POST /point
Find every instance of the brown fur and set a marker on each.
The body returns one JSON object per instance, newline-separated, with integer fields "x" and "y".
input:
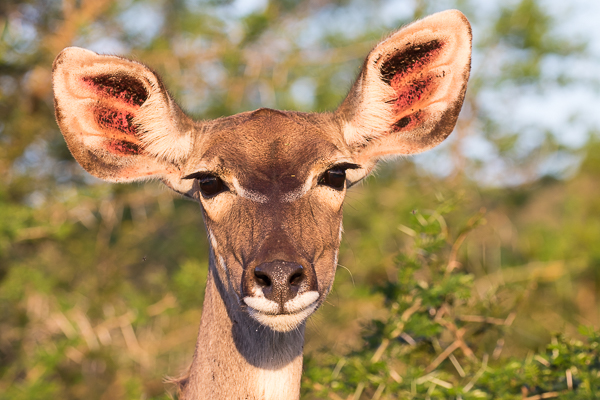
{"x": 274, "y": 209}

···

YOUR OBJECTIVE:
Only one thing is required: an exact printout of the lines from the line containing "The body returns" through the last line of the records, pictures excluded.

RESULT FOR THIS TASK:
The body returns one JSON object per instance, newline-separated, with integer fields "x" and "y".
input:
{"x": 274, "y": 209}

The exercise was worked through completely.